(Dataset records)
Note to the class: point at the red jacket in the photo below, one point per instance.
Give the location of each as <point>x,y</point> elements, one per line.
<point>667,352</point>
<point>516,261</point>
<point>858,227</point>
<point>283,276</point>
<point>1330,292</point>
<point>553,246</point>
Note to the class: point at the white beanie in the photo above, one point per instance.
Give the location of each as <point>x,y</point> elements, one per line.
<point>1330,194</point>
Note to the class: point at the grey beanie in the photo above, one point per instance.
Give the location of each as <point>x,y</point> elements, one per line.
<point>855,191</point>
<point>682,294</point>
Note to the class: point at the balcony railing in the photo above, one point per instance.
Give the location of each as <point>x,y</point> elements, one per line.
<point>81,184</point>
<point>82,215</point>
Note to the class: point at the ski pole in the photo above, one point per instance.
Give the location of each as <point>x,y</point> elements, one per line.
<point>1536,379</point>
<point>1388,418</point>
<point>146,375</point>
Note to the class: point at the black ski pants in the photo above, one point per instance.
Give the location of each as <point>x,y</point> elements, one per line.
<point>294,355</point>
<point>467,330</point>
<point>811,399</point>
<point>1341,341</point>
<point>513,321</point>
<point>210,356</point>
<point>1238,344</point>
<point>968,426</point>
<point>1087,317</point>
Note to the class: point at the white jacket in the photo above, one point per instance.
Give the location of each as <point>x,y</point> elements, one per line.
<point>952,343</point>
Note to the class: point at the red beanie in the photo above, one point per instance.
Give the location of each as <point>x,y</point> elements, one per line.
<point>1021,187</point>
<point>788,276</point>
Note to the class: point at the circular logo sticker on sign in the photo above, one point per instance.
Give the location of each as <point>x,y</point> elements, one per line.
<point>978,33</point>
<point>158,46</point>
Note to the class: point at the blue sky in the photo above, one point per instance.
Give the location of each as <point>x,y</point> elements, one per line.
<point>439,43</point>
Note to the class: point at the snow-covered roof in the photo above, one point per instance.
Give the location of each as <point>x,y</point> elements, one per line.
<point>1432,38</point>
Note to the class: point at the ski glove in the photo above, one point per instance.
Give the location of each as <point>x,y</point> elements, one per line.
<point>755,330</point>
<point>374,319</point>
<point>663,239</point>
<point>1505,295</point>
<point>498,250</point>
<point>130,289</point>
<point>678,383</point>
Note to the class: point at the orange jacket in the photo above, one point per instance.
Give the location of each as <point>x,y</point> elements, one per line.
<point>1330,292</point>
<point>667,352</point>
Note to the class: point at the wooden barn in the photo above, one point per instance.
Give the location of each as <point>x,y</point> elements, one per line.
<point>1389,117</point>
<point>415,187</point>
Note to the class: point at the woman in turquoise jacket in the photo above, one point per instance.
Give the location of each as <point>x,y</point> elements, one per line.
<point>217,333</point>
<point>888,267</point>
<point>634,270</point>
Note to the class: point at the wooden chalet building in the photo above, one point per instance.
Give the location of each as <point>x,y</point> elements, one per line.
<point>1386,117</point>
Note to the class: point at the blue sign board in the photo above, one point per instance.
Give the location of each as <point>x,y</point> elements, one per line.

TASK DETAILS: Please repeat the lines above exactly, beginning with the line that contains "Note to the class: point at the snow-covered" and ending with the final one.

ANSWER AREA:
Note to the class: point at the snow-covered roof in the photo above, one point per instance.
Give the location of each as <point>x,y</point> elements, one per line.
<point>1432,38</point>
Note to the class: point at the ski glove in the photo above, one point per instance.
Give the location of each as <point>x,y</point> elements, one per line.
<point>755,330</point>
<point>374,319</point>
<point>663,239</point>
<point>1505,295</point>
<point>498,250</point>
<point>130,289</point>
<point>678,383</point>
Note to the class: point at the orange jacket in the photo above, one point per instance.
Give the location of each as <point>x,y</point> elements, one per line.
<point>1330,292</point>
<point>667,352</point>
Note to the class: point at the wooden barn in the photo above, one point per instance.
Give the location of each as <point>x,y</point> elements, one per line.
<point>1389,117</point>
<point>415,187</point>
Note to the class: point at the woman in turquoise jacket in the photo above, one point per instance.
Give the location of each as <point>x,y</point> elements, one per line.
<point>217,333</point>
<point>888,267</point>
<point>634,270</point>
Note to the class: point at the wooden chalet building in the photo above, one point per instance.
Give the location of each as <point>x,y</point> elements, one per line.
<point>1386,117</point>
Note to the class: point at the blue sign board in the photo above, one point per instance.
Give the location of each as <point>x,y</point> elements, one per line.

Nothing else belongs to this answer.